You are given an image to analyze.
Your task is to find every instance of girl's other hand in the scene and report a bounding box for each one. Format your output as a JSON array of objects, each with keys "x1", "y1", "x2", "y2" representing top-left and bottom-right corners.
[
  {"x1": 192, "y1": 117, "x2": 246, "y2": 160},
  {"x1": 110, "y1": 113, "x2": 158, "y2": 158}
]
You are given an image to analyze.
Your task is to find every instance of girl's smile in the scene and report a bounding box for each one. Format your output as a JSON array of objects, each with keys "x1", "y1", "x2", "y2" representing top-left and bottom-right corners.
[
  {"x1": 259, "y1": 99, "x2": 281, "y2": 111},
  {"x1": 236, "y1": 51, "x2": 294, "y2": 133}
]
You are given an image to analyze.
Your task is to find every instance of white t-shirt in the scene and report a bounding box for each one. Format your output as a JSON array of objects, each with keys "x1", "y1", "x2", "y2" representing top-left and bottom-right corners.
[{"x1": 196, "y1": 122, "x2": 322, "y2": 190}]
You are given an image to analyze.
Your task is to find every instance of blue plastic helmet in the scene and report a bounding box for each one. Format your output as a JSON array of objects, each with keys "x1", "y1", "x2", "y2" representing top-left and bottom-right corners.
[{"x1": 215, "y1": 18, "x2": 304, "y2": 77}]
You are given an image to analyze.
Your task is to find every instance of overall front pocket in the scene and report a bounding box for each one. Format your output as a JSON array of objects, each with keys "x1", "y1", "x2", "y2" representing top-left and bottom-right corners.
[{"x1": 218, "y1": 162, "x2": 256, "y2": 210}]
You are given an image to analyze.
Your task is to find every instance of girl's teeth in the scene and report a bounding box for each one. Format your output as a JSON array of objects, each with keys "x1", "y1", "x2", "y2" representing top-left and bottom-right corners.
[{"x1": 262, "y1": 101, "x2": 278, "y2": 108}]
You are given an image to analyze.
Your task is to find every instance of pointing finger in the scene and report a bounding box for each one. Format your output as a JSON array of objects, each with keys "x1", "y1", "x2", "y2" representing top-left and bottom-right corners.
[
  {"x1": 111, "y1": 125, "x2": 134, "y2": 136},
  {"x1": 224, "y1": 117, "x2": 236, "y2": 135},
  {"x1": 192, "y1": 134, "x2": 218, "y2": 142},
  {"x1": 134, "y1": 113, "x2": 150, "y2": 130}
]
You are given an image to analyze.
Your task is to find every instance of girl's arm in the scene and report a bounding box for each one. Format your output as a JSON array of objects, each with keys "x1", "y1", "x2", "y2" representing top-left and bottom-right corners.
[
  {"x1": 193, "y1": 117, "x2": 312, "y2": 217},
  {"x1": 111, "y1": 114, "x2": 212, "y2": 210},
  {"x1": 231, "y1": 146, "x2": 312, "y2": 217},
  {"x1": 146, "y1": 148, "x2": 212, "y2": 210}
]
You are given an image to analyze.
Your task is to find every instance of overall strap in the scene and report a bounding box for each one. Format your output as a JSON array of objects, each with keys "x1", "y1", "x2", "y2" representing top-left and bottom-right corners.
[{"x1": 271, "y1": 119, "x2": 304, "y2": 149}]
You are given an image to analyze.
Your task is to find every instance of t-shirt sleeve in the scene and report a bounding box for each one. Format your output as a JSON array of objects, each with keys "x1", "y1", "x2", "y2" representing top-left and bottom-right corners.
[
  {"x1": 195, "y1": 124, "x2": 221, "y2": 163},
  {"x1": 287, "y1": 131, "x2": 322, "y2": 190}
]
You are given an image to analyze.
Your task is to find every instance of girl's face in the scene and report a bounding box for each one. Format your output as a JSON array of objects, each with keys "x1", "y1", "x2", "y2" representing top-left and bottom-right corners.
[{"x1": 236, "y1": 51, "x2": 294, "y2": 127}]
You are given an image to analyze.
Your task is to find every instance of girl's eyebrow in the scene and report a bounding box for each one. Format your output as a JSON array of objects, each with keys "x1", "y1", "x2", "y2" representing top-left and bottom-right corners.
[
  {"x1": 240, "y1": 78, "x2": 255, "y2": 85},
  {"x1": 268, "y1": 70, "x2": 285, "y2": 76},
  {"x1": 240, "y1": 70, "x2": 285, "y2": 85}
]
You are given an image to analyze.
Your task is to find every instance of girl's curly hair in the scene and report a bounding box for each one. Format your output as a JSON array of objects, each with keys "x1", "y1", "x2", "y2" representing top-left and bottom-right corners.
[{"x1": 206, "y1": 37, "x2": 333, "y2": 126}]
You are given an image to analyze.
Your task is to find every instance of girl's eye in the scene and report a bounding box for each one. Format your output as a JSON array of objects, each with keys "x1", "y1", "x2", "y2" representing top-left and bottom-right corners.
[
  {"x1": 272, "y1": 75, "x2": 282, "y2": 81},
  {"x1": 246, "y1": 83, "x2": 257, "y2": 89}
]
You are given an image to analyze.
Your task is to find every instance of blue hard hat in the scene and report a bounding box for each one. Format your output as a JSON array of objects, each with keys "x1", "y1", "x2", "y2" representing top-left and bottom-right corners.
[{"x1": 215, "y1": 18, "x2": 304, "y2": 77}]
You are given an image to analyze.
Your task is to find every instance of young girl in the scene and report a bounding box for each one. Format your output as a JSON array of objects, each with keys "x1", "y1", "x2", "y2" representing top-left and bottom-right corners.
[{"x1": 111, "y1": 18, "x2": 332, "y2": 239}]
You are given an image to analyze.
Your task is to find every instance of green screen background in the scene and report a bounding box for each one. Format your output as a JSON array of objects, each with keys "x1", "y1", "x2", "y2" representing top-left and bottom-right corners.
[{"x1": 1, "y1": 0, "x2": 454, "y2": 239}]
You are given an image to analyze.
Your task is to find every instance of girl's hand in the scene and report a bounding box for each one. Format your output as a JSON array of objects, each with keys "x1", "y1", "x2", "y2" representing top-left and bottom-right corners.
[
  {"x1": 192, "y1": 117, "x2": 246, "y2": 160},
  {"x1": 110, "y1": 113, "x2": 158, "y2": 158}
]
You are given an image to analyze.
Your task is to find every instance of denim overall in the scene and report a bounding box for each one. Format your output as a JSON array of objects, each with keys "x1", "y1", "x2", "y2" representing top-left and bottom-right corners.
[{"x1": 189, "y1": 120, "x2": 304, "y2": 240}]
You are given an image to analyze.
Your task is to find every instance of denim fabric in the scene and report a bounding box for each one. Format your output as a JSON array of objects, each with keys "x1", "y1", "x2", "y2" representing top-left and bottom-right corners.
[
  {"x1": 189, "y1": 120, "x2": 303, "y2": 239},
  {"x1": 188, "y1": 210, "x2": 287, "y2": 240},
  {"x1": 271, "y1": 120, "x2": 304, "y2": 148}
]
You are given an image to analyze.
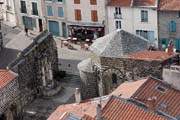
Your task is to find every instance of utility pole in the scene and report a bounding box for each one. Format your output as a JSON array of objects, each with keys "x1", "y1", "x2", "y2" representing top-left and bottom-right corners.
[{"x1": 0, "y1": 1, "x2": 3, "y2": 51}]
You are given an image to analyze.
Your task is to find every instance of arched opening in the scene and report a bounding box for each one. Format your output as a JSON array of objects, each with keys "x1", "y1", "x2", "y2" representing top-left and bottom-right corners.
[
  {"x1": 112, "y1": 73, "x2": 117, "y2": 84},
  {"x1": 0, "y1": 113, "x2": 7, "y2": 120}
]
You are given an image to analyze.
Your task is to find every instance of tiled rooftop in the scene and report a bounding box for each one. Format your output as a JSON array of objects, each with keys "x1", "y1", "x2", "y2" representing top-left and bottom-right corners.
[
  {"x1": 102, "y1": 96, "x2": 166, "y2": 120},
  {"x1": 107, "y1": 0, "x2": 156, "y2": 7},
  {"x1": 125, "y1": 51, "x2": 178, "y2": 61},
  {"x1": 131, "y1": 77, "x2": 180, "y2": 119},
  {"x1": 107, "y1": 0, "x2": 131, "y2": 7},
  {"x1": 0, "y1": 70, "x2": 17, "y2": 89},
  {"x1": 159, "y1": 0, "x2": 180, "y2": 11},
  {"x1": 111, "y1": 79, "x2": 147, "y2": 98},
  {"x1": 133, "y1": 0, "x2": 156, "y2": 6}
]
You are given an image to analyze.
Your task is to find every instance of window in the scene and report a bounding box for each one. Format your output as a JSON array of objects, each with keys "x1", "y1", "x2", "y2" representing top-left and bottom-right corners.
[
  {"x1": 90, "y1": 0, "x2": 97, "y2": 5},
  {"x1": 75, "y1": 9, "x2": 81, "y2": 21},
  {"x1": 141, "y1": 10, "x2": 148, "y2": 22},
  {"x1": 91, "y1": 10, "x2": 98, "y2": 22},
  {"x1": 58, "y1": 7, "x2": 64, "y2": 18},
  {"x1": 115, "y1": 7, "x2": 121, "y2": 15},
  {"x1": 47, "y1": 6, "x2": 53, "y2": 16},
  {"x1": 169, "y1": 21, "x2": 176, "y2": 32},
  {"x1": 136, "y1": 30, "x2": 154, "y2": 41},
  {"x1": 74, "y1": 0, "x2": 80, "y2": 4},
  {"x1": 115, "y1": 21, "x2": 121, "y2": 29},
  {"x1": 32, "y1": 2, "x2": 38, "y2": 15},
  {"x1": 20, "y1": 0, "x2": 27, "y2": 13},
  {"x1": 155, "y1": 86, "x2": 167, "y2": 93},
  {"x1": 112, "y1": 73, "x2": 117, "y2": 84}
]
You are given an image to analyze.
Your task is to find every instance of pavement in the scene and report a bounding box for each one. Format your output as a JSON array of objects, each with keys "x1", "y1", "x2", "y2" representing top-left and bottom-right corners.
[
  {"x1": 0, "y1": 23, "x2": 38, "y2": 69},
  {"x1": 55, "y1": 38, "x2": 91, "y2": 75}
]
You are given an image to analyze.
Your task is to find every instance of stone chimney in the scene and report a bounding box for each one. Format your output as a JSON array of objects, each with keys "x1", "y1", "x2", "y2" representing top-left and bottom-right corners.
[
  {"x1": 167, "y1": 40, "x2": 174, "y2": 55},
  {"x1": 146, "y1": 97, "x2": 156, "y2": 111},
  {"x1": 75, "y1": 88, "x2": 81, "y2": 103},
  {"x1": 96, "y1": 104, "x2": 103, "y2": 120}
]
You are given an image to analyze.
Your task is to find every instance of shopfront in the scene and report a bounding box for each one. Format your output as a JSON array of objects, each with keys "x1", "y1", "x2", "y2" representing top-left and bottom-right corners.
[{"x1": 67, "y1": 23, "x2": 104, "y2": 41}]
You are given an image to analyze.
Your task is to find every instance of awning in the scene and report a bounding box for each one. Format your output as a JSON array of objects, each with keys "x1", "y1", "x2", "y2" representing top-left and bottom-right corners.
[{"x1": 67, "y1": 21, "x2": 104, "y2": 27}]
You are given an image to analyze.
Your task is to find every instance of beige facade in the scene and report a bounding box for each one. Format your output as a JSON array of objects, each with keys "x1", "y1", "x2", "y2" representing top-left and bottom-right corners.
[
  {"x1": 1, "y1": 0, "x2": 17, "y2": 26},
  {"x1": 14, "y1": 0, "x2": 46, "y2": 32},
  {"x1": 44, "y1": 0, "x2": 67, "y2": 37}
]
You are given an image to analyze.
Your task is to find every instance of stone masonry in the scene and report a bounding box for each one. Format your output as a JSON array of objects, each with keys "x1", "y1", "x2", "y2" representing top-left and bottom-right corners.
[{"x1": 7, "y1": 30, "x2": 59, "y2": 119}]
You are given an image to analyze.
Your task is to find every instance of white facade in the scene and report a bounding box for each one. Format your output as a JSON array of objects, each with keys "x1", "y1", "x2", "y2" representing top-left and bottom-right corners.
[
  {"x1": 107, "y1": 6, "x2": 158, "y2": 47},
  {"x1": 15, "y1": 0, "x2": 46, "y2": 32},
  {"x1": 1, "y1": 0, "x2": 17, "y2": 25},
  {"x1": 45, "y1": 0, "x2": 67, "y2": 37}
]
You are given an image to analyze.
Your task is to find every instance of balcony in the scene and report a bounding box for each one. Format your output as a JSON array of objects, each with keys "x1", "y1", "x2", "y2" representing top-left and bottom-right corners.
[{"x1": 114, "y1": 13, "x2": 122, "y2": 19}]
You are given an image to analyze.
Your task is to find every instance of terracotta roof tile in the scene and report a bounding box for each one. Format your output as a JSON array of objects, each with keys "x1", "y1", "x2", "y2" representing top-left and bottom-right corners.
[
  {"x1": 133, "y1": 0, "x2": 156, "y2": 6},
  {"x1": 131, "y1": 77, "x2": 180, "y2": 119},
  {"x1": 47, "y1": 96, "x2": 110, "y2": 120},
  {"x1": 102, "y1": 97, "x2": 167, "y2": 120},
  {"x1": 125, "y1": 51, "x2": 179, "y2": 61},
  {"x1": 0, "y1": 70, "x2": 17, "y2": 89},
  {"x1": 159, "y1": 0, "x2": 180, "y2": 11},
  {"x1": 107, "y1": 0, "x2": 131, "y2": 7},
  {"x1": 111, "y1": 79, "x2": 147, "y2": 98}
]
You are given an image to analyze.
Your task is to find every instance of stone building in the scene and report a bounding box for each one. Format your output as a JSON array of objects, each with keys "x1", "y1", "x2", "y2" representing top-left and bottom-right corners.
[
  {"x1": 158, "y1": 0, "x2": 180, "y2": 51},
  {"x1": 0, "y1": 70, "x2": 20, "y2": 120},
  {"x1": 7, "y1": 30, "x2": 59, "y2": 115},
  {"x1": 78, "y1": 29, "x2": 180, "y2": 100}
]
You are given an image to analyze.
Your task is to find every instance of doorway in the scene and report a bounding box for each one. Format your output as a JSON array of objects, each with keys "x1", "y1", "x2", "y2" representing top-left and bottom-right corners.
[{"x1": 38, "y1": 19, "x2": 43, "y2": 32}]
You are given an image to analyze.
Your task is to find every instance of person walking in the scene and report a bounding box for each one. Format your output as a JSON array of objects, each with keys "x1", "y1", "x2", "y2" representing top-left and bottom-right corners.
[{"x1": 25, "y1": 27, "x2": 28, "y2": 37}]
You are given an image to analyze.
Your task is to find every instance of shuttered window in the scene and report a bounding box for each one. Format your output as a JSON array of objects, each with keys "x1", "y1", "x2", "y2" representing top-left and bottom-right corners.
[
  {"x1": 32, "y1": 2, "x2": 38, "y2": 15},
  {"x1": 169, "y1": 21, "x2": 176, "y2": 32},
  {"x1": 90, "y1": 0, "x2": 97, "y2": 5},
  {"x1": 74, "y1": 0, "x2": 80, "y2": 4},
  {"x1": 58, "y1": 7, "x2": 64, "y2": 18},
  {"x1": 47, "y1": 6, "x2": 53, "y2": 16},
  {"x1": 20, "y1": 1, "x2": 27, "y2": 13},
  {"x1": 75, "y1": 9, "x2": 81, "y2": 21},
  {"x1": 91, "y1": 10, "x2": 98, "y2": 22}
]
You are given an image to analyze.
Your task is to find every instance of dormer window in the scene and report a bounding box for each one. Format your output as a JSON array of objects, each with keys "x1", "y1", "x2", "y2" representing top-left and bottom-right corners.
[{"x1": 155, "y1": 86, "x2": 167, "y2": 93}]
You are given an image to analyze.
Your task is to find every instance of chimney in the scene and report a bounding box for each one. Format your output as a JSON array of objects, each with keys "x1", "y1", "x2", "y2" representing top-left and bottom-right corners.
[
  {"x1": 75, "y1": 88, "x2": 81, "y2": 103},
  {"x1": 167, "y1": 40, "x2": 174, "y2": 55},
  {"x1": 96, "y1": 104, "x2": 103, "y2": 120},
  {"x1": 146, "y1": 97, "x2": 156, "y2": 111}
]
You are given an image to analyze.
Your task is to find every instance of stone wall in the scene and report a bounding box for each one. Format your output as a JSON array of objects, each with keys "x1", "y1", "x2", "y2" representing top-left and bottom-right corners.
[
  {"x1": 7, "y1": 30, "x2": 58, "y2": 116},
  {"x1": 159, "y1": 11, "x2": 180, "y2": 38},
  {"x1": 80, "y1": 71, "x2": 98, "y2": 100},
  {"x1": 0, "y1": 75, "x2": 22, "y2": 120}
]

• • •

## EXERCISE PROMPT
Counting the line that contains "Your task is to find every instance of chimney" as the first, copy exactly every line through the end of the records, and nothing else.

## SOLUTION TO THE EXERCISE
Your task is to find every instance of chimney in the scene and report a bounding box for each one. Format your output as a JSON array of objects, each with keys "x1", "y1", "x2", "y2" representing top-left and bottom-right corners.
[
  {"x1": 75, "y1": 88, "x2": 81, "y2": 103},
  {"x1": 167, "y1": 40, "x2": 174, "y2": 55},
  {"x1": 96, "y1": 104, "x2": 103, "y2": 120},
  {"x1": 146, "y1": 97, "x2": 156, "y2": 111}
]
You are given an image to analyze.
Your task is to find every instance of stone wall in the scene and report a bounding box for each one. Format your output as a JSON array of objects, each with keys "x1", "y1", "x2", "y2" representing top-left and bottom-right corners.
[
  {"x1": 7, "y1": 30, "x2": 58, "y2": 116},
  {"x1": 159, "y1": 11, "x2": 180, "y2": 38},
  {"x1": 80, "y1": 71, "x2": 98, "y2": 100},
  {"x1": 0, "y1": 75, "x2": 22, "y2": 120}
]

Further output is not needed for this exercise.